Start of Block

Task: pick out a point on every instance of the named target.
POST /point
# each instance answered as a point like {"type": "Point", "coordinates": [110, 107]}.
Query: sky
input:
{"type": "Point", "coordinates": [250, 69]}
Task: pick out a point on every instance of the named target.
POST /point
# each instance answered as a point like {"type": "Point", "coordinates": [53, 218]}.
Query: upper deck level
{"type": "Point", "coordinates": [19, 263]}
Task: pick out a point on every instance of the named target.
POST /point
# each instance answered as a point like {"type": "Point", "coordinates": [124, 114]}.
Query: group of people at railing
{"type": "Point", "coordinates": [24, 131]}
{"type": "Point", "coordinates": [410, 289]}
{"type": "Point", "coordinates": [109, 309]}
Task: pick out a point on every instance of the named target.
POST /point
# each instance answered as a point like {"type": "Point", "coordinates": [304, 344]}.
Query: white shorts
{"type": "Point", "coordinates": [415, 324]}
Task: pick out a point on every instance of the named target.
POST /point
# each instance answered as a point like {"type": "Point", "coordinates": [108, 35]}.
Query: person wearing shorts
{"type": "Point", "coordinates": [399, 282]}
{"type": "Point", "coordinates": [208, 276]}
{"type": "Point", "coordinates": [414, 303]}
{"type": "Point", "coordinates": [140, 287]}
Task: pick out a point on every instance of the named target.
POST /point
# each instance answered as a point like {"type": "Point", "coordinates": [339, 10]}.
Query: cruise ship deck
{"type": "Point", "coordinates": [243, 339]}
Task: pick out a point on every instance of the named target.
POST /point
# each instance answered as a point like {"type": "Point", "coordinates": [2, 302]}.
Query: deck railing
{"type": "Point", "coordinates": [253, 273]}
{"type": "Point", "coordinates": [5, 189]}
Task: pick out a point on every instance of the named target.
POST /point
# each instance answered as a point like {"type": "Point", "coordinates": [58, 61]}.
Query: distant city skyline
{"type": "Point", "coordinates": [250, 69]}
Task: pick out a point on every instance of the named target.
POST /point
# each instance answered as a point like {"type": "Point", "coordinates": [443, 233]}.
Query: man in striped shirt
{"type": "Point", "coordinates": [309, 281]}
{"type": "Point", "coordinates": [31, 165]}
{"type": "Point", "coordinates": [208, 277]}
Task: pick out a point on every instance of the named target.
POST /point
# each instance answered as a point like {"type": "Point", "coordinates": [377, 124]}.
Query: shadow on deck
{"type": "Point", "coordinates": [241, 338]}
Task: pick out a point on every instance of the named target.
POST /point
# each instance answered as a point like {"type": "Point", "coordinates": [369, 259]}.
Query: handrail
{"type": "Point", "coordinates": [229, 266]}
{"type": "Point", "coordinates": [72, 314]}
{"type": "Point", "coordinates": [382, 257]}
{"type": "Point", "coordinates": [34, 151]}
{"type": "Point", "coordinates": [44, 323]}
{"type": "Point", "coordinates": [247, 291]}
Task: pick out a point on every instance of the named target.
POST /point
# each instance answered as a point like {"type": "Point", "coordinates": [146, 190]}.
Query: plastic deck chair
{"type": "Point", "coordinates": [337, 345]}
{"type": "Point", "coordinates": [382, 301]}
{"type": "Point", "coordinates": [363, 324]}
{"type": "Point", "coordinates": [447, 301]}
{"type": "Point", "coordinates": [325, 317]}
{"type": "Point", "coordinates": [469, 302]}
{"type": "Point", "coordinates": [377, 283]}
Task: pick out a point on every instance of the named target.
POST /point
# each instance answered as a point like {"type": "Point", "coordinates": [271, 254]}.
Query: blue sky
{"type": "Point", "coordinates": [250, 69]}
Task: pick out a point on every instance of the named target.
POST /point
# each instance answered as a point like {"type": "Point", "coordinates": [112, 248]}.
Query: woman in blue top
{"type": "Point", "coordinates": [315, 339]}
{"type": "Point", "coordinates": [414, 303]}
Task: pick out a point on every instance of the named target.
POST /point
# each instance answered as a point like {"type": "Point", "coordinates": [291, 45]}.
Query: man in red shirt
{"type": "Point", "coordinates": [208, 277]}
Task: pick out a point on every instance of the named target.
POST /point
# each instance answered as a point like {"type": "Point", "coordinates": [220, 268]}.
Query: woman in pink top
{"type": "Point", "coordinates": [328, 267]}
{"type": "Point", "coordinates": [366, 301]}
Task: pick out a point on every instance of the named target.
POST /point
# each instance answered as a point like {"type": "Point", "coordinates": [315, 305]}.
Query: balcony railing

End of Block

Problem description:
Having read the material, transcribe all of it exactly.

Exercise answer:
Task: pick out a point on every instance of the named target.
POST /point
# each instance answered as a point like {"type": "Point", "coordinates": [110, 107]}.
Query: sky
input:
{"type": "Point", "coordinates": [250, 69]}
Task: pick out a point on every instance of the named target.
POST /point
# each instance answered as a point like {"type": "Point", "coordinates": [53, 218]}.
Query: upper deck level
{"type": "Point", "coordinates": [19, 263]}
Task: pick out a point on every instance of the named target.
POST /point
# each instance answered as a point like {"type": "Point", "coordinates": [124, 114]}.
Query: group of people at railing
{"type": "Point", "coordinates": [24, 131]}
{"type": "Point", "coordinates": [410, 289]}
{"type": "Point", "coordinates": [109, 309]}
Task: pick out a point on every instance of the named target.
POST /point
# each instance answered as a point like {"type": "Point", "coordinates": [304, 344]}.
Query: white shorts
{"type": "Point", "coordinates": [415, 324]}
Task: pick out a point on every instance of the named target.
POST /point
# each instance answered as a point like {"type": "Point", "coordinates": [108, 35]}.
Query: person wearing shorts
{"type": "Point", "coordinates": [399, 282]}
{"type": "Point", "coordinates": [208, 276]}
{"type": "Point", "coordinates": [414, 303]}
{"type": "Point", "coordinates": [140, 287]}
Task: pick out a point on every instance of the named target.
POST /point
# each instance answered as a point like {"type": "Point", "coordinates": [339, 10]}.
Query: cruise ship deck
{"type": "Point", "coordinates": [243, 339]}
Task: pick out a point on every instance of the named target.
POST /point
# each instance answered as a point like {"type": "Point", "coordinates": [2, 302]}.
Query: deck railing
{"type": "Point", "coordinates": [253, 273]}
{"type": "Point", "coordinates": [5, 189]}
Task: pick out a point on every instance of the named target.
POST /point
# each instance answered as a point like {"type": "Point", "coordinates": [58, 61]}.
Query: distant city skyline
{"type": "Point", "coordinates": [250, 69]}
Task: pick out a point on every instance of the named target.
POST /point
# each instance answered as a point like {"type": "Point", "coordinates": [443, 233]}.
Query: man in striped shirt
{"type": "Point", "coordinates": [309, 281]}
{"type": "Point", "coordinates": [31, 165]}
{"type": "Point", "coordinates": [208, 277]}
Task: pick out a point on every instance of the named target.
POST /point
# each instance answered as a point like {"type": "Point", "coordinates": [377, 124]}.
Query: shadow on deck
{"type": "Point", "coordinates": [241, 338]}
Task: pick out a point on every instance of the named target.
POST /point
# each instance answered as a point like {"type": "Point", "coordinates": [369, 259]}.
Query: handrail
{"type": "Point", "coordinates": [229, 266]}
{"type": "Point", "coordinates": [72, 314]}
{"type": "Point", "coordinates": [382, 257]}
{"type": "Point", "coordinates": [34, 151]}
{"type": "Point", "coordinates": [44, 323]}
{"type": "Point", "coordinates": [247, 291]}
Task: pick out a point on every instance of the named target.
POST /point
# each instance answered as a point like {"type": "Point", "coordinates": [146, 190]}.
Query: plastic deck chair
{"type": "Point", "coordinates": [337, 345]}
{"type": "Point", "coordinates": [382, 301]}
{"type": "Point", "coordinates": [363, 324]}
{"type": "Point", "coordinates": [447, 301]}
{"type": "Point", "coordinates": [325, 317]}
{"type": "Point", "coordinates": [469, 302]}
{"type": "Point", "coordinates": [377, 283]}
Task: pick out a point on every instance of the named target.
POST /point
# each instance answered as a point like {"type": "Point", "coordinates": [271, 254]}.
Query: blue sky
{"type": "Point", "coordinates": [250, 69]}
Task: pick out a point on every instance of the named target.
POST /point
# each instance answered as a point like {"type": "Point", "coordinates": [112, 248]}.
Query: woman in blue top
{"type": "Point", "coordinates": [315, 339]}
{"type": "Point", "coordinates": [414, 303]}
Task: pick out a point on every instance of the named target.
POST /point
# each instance answered as a point like {"type": "Point", "coordinates": [291, 45]}.
Query: man in red shirt
{"type": "Point", "coordinates": [208, 277]}
Task: pick out a point on every instance of the named target.
POST /point
# each instance answered as a point like {"type": "Point", "coordinates": [220, 268]}.
Query: woman in pink top
{"type": "Point", "coordinates": [328, 267]}
{"type": "Point", "coordinates": [366, 301]}
Task: pick out a point on every instance of the named target.
POST /point
# each instance answered as a point like {"type": "Point", "coordinates": [315, 305]}.
Query: balcony railing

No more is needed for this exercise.